PROBLEM TO SOLVE
Reproduce the entire listing word for word.

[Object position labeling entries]

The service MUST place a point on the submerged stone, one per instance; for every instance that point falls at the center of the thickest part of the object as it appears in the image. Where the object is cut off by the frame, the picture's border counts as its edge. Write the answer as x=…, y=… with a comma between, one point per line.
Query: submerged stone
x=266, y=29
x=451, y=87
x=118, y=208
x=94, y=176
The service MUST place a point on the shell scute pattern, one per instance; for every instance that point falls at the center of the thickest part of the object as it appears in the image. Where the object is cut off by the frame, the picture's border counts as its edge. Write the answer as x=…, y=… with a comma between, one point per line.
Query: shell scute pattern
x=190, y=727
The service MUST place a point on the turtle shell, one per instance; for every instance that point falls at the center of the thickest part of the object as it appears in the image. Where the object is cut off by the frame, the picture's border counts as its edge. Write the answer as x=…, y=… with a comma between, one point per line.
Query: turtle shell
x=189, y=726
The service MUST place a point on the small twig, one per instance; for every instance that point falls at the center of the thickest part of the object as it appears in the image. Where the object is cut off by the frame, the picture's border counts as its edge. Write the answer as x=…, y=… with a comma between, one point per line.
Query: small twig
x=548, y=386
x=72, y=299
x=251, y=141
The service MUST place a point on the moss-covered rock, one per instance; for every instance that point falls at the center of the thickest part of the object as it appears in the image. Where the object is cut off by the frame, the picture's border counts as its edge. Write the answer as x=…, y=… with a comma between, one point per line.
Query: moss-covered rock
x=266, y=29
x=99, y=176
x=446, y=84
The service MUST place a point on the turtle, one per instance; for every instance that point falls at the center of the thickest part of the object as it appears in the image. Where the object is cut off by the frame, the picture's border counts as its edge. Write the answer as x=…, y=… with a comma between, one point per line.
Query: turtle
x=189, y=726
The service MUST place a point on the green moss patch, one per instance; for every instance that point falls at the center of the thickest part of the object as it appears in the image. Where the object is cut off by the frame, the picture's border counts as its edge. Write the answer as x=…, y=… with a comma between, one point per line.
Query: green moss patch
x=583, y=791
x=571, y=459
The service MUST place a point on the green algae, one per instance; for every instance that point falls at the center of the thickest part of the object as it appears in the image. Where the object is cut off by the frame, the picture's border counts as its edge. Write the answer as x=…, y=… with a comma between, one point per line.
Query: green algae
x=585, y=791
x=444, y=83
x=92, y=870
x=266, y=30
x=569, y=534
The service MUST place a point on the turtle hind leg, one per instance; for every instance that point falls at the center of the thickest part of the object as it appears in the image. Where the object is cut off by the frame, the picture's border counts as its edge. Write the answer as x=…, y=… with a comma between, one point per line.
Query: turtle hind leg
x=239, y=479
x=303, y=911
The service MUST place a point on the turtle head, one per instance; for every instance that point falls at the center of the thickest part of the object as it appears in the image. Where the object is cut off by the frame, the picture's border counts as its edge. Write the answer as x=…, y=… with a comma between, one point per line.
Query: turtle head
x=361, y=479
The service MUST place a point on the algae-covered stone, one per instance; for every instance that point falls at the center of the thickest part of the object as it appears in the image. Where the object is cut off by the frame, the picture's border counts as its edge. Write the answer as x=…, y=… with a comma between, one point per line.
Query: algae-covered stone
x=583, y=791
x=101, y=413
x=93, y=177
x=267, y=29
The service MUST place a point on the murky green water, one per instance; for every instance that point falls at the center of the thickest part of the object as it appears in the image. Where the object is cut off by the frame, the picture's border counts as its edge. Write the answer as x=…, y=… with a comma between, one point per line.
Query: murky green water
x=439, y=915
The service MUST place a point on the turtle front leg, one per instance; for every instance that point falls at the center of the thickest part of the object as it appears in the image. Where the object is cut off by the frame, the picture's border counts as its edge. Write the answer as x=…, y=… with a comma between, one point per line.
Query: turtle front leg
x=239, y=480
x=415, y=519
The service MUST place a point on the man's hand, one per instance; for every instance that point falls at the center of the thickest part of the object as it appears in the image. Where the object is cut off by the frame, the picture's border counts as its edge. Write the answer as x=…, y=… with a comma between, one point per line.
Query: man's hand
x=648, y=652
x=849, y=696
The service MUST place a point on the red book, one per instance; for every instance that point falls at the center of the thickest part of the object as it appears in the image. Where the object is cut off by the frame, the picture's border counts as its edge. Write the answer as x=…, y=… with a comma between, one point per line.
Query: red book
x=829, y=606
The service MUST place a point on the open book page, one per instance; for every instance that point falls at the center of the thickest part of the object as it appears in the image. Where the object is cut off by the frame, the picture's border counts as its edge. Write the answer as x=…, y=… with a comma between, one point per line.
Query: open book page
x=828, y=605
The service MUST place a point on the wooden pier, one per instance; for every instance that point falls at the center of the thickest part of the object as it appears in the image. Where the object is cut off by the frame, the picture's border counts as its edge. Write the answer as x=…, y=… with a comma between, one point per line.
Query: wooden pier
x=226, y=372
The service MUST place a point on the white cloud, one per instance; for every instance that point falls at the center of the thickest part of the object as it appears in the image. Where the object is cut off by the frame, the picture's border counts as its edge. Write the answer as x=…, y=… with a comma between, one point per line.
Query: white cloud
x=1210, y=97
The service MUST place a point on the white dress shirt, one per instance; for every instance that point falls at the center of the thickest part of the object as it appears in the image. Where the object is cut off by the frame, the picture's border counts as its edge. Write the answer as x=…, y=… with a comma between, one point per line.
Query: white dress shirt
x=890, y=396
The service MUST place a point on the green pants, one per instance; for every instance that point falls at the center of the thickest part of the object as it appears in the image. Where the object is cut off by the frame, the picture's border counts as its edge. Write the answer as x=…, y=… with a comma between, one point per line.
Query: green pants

OUTPUT FOR THIS EXERCISE
The service MUST place a point on the submerged stone, one per instance; for every instance that point falls at the center of the thickest part of the object as it appears in the image. Where the object is cut off by the frame, the picture's border counts as its edge. Write the answer as x=…, y=… with a comma between, one point per line.
Query: submerged stone
x=266, y=29
x=451, y=87
x=118, y=208
x=94, y=176
The service MUST place a point on the shell scute pattern, one per instance; for every instance that point falls at the center of the thickest part of the object as it appears in the image. Where the object is cut off by the frame, the picture's border counts as its edge. Write the answer as x=…, y=… with a comma between, one point per line.
Query: shell scute pattern
x=190, y=727
The service MUST place a point on the turtle shell, one per instance; for every instance that point falls at the center of the thickest part of the object as it appears in the image. Where the object is cut off by the frame, the picture's border counts as its edge. Write the answer as x=…, y=… with a comma between, one point per line.
Query: turtle shell
x=189, y=726
The service MUST place a point on the small twig, one per instance; for every instance that point falls at the center of the thickest part of the object as it appears in the image. Where the object is cut off by the frame, the picture's border counts as its edge. Write the answer as x=…, y=… with a comma between, one point per line.
Query: small twig
x=548, y=386
x=72, y=299
x=251, y=141
The service MUST place a point on the moss-covered rock, one per instance; for every instance that point falls at the center of the thickest part of the object as it appears in the image. Where the object is cut off by the frame, the picture's border counts as its edge. Write the answer as x=…, y=… with a comma between, one point per line.
Query: moss-covered rock
x=266, y=29
x=99, y=176
x=446, y=84
The service MUST place a point on the turtle, one per instance; for every instance that point falls at the center of the thickest part of the object as it appears in the image. Where the object is cut off by the frame, the picture's border counts as its edge. Write the answer as x=…, y=… with a comma between, one point per line.
Query: turtle
x=189, y=726
The service MUST place a point on the green moss patch, one per instance; for every instance that point falls at the center of the thickest part of the object as it appears in the image. Where the object is cut off by the frame, the picture's border counts as its edge. Write the answer as x=…, y=… with a comma between, one point per line.
Query: green moss patch
x=583, y=791
x=571, y=459
The service MUST place a point on the green algae, one per instance; for every instance that point falls at the center of the thickest part of the object as it appears in the image. Where the object is cut off by the frame, the picture's border counts as its edge. Write the answer as x=…, y=… with a comma between, one point per line.
Query: green algae
x=585, y=791
x=444, y=83
x=92, y=870
x=266, y=30
x=569, y=534
The service MUST place a point on the turtle hind leg, one per instance; for every instance that point falls at the center of the thickest part of the object as it appears in the image. Where the object is cut off by the frame, the picture's border counts as its edge. Write the answer as x=…, y=… with a comma between, one point per line.
Query: turtle hind leg
x=239, y=479
x=303, y=911
The service MUST place a point on the turtle head, one per instance; for every instance that point falls at the center of the thickest part of the object as it appears in the image. Where the object is cut off by the frame, the picture's border counts as its edge. Write the answer as x=…, y=… with a comma between, one point per line.
Query: turtle head
x=361, y=479
The service MUST place a point on the algae-covered stone, one per instance; for every instance that point falls at the center of the thickest part of the object as it appears in the image. Where the object is cut off by the frame, the picture's border counts as its edge. Write the answer as x=…, y=… with a comma between, one point per line.
Query: algae-covered stone
x=583, y=791
x=101, y=413
x=93, y=177
x=267, y=29
The service MUST place a point on the murky green water, one per instance; for every instance that point falls at the center of the thickest part of the object as it appears in the image. Where the object is cut off by the frame, the picture's border counts as its edge. Write the answer as x=…, y=… with a comma between, one point per line.
Query: murky green water
x=439, y=915
The service MUST place a point on the turtle front leg, one per instance; for every instance that point falls at the center of the thickest part of the object as it appears in the image. Where the object is cut off by the frame, the picture's border counts as its edge. Write the answer as x=…, y=… with a comma between, one point per line.
Query: turtle front leg
x=239, y=480
x=415, y=519
The service MUST place a point on the man's hand, one per instance; for every instance that point falls at the center of the thickest part of the object as it appears in the image. Where the object is cut off by the frame, the picture's border counts as its edge. Write the answer as x=…, y=… with a comma between, one point per line.
Query: man's hand
x=648, y=652
x=849, y=696
The service MUST place a point on the red book, one per instance; for every instance that point falls at the center of the thickest part of the object as it appears in the image. Where the object is cut off by the frame, the picture's border counts as its edge. Write the answer as x=…, y=… with a comma between, one point per line.
Query: red book
x=829, y=606
The service MUST place a point on the open book page, one per instance; for every instance that point falls at the center of the thickest part of the object as it appears in the image. Where the object is cut off by the frame, the picture's border counts as its edge. Write the answer as x=…, y=… with a comma between, one point per line.
Query: open book page
x=828, y=605
The service MUST place a point on the wooden pier, one per instance; for every instance that point falls at the center of the thickest part of the object as it appears in the image. Where the object is cut off by the frame, the picture's border counts as its edge. Write the answer as x=…, y=… with a comma between, one point per line.
Query: wooden pier
x=226, y=372
The service MUST place a point on the white cloud, one per instance; for every instance that point falls at the center of the thickest part of the object as it appears in the image. Where the object is cut off by the frame, the picture's border counts as its edge. Write the answer as x=…, y=… with a comma between, one point per line.
Query: white cloud
x=1210, y=97
The service MUST place a point on the white dress shirt, one per instance; for every instance that point falls at the center of the thickest part of the object as it appears in the image. Where the object is cut off by the frame, the picture's border counts as its edge. Write the answer as x=…, y=… with a comma between, one point per line.
Query: white dress shirt
x=890, y=396
The service MUST place a point on the green pants, one per instance; for every instance that point falls at the center of the thickest part of the object as it appears in the image. Where the object is cut off by the frame, the picture's border counts as its edge. Write the answer as x=…, y=… with a comma between, one point per line.
Query: green pants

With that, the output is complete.